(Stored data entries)
=== Section Start ===

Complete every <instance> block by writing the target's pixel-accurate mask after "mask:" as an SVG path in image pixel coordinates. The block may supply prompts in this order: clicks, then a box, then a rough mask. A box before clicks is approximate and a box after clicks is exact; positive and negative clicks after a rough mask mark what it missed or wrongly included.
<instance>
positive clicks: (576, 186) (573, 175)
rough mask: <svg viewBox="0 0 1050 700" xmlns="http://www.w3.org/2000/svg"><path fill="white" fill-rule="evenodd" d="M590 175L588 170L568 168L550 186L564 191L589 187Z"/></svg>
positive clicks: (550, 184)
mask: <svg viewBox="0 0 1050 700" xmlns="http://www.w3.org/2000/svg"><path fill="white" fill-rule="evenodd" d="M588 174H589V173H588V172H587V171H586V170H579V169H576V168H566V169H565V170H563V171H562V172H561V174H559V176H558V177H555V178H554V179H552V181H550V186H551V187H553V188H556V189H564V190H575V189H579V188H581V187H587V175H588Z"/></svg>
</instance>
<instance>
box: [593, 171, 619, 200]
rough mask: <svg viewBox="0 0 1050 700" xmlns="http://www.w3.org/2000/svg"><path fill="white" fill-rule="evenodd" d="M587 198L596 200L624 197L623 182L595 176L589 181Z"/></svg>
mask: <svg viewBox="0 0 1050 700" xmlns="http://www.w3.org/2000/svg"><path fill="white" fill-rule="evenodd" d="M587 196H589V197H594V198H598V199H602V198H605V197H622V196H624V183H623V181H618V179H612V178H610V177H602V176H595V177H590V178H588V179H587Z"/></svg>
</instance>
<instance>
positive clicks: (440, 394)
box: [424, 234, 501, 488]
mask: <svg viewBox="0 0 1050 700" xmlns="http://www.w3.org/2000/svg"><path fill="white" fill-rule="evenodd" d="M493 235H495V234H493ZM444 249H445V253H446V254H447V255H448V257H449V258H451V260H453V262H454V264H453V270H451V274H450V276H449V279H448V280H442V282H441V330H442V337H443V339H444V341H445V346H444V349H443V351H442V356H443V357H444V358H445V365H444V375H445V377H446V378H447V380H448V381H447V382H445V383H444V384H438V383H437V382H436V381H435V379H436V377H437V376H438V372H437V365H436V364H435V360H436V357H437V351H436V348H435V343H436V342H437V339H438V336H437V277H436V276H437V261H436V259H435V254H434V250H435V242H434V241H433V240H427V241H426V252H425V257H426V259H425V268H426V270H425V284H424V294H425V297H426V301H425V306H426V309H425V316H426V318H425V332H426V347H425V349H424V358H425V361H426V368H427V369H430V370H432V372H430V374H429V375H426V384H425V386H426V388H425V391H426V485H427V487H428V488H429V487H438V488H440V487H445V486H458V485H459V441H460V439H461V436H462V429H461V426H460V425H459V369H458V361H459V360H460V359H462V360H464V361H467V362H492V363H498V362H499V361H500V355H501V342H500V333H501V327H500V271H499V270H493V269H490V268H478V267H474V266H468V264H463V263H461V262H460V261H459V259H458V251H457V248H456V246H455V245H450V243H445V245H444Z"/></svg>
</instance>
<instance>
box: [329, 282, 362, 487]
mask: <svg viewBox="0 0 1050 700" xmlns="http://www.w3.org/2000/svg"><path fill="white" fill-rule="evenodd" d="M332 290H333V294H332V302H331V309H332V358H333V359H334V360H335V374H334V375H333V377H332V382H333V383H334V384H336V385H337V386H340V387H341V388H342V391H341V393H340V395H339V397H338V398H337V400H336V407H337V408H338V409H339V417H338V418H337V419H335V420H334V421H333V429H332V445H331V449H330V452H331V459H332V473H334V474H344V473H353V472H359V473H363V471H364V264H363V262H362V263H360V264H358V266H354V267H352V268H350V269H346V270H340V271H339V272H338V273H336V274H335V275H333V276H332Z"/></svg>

=== Section End ===

▶ What is required
Put every line of the material above into a Markdown table with the columns "Row" and "Line text," numbering the rows in order and leaving out blank lines.

▶ Answer to this problem
| Row | Line text |
|---|---|
| 1 | Complete every <instance> block by writing the target's pixel-accurate mask after "mask:" as an SVG path in image pixel coordinates. The block may supply prompts in this order: clicks, then a box, then a rough mask. A box before clicks is approximate and a box after clicks is exact; positive and negative clicks after a rough mask mark what it missed or wrongly included. |
| 2 | <instance> |
| 3 | positive clicks: (576, 186) (573, 175) |
| 4 | rough mask: <svg viewBox="0 0 1050 700" xmlns="http://www.w3.org/2000/svg"><path fill="white" fill-rule="evenodd" d="M590 175L588 170L568 168L550 186L564 191L589 187Z"/></svg> |
| 5 | positive clicks: (550, 184) |
| 6 | mask: <svg viewBox="0 0 1050 700" xmlns="http://www.w3.org/2000/svg"><path fill="white" fill-rule="evenodd" d="M588 174H589V173H588V172H587V171H586V170H579V169H576V168H566V169H565V170H563V171H562V172H561V174H559V176H558V177H555V178H554V179H552V181H550V186H551V187H553V188H556V189H564V190H575V189H579V188H581V187H587V175H588Z"/></svg> |
| 7 | </instance> |
| 8 | <instance> |
| 9 | box: [593, 171, 619, 200] |
| 10 | rough mask: <svg viewBox="0 0 1050 700" xmlns="http://www.w3.org/2000/svg"><path fill="white" fill-rule="evenodd" d="M587 198L596 200L624 197L623 182L595 176L589 181Z"/></svg> |
| 11 | mask: <svg viewBox="0 0 1050 700" xmlns="http://www.w3.org/2000/svg"><path fill="white" fill-rule="evenodd" d="M587 196H589V197H594V198H598V199H602V198H605V197H622V196H624V183H623V181H618V179H612V178H610V177H602V176H595V177H590V178H588V179H587Z"/></svg> |
| 12 | </instance> |
| 13 | <instance> |
| 14 | positive clicks: (440, 394) |
| 15 | box: [424, 234, 501, 488] |
| 16 | mask: <svg viewBox="0 0 1050 700" xmlns="http://www.w3.org/2000/svg"><path fill="white" fill-rule="evenodd" d="M493 235H495V234H493ZM444 249H445V253H446V254H447V255H448V257H449V258H451V260H453V262H454V264H453V270H451V274H450V276H449V279H448V280H442V282H441V330H442V337H443V339H444V341H445V346H444V349H443V351H442V356H443V357H444V358H445V365H444V375H445V377H446V378H447V380H448V381H447V382H445V383H444V384H438V383H437V382H436V381H435V379H436V377H437V376H438V372H437V365H436V364H435V360H436V357H437V351H436V348H435V343H436V342H437V339H438V336H437V277H436V276H437V261H436V259H435V254H434V250H435V242H434V241H433V240H427V241H426V252H425V257H426V259H425V268H426V270H425V284H424V294H425V297H426V301H425V306H426V309H425V316H426V318H425V332H426V347H425V349H424V358H425V361H426V368H427V369H430V370H432V372H430V374H429V375H426V384H425V386H426V388H425V391H426V485H427V487H428V488H429V487H438V488H440V487H445V486H458V485H459V441H460V439H461V436H462V429H461V426H460V425H459V369H458V361H459V360H460V359H462V360H464V361H467V362H492V363H498V362H499V361H500V355H501V342H500V333H501V327H500V271H499V270H493V269H490V268H478V267H474V266H468V264H463V263H461V262H460V261H459V259H458V251H457V248H456V246H455V245H450V243H445V245H444Z"/></svg> |
| 17 | </instance> |
| 18 | <instance> |
| 19 | box: [329, 282, 362, 487] |
| 20 | mask: <svg viewBox="0 0 1050 700" xmlns="http://www.w3.org/2000/svg"><path fill="white" fill-rule="evenodd" d="M332 290H333V294H332V302H331V309H332V358H333V359H334V360H335V374H334V375H333V377H332V382H333V383H334V384H336V385H337V386H340V387H341V388H342V391H341V393H340V395H339V397H338V398H337V400H336V407H337V408H338V409H339V417H338V418H337V419H335V420H334V421H333V429H332V445H331V449H330V452H331V459H332V473H334V474H344V473H353V472H359V473H363V471H364V264H363V262H362V263H360V264H358V266H354V267H352V268H350V269H346V270H340V271H339V272H338V273H336V274H335V275H333V276H332Z"/></svg> |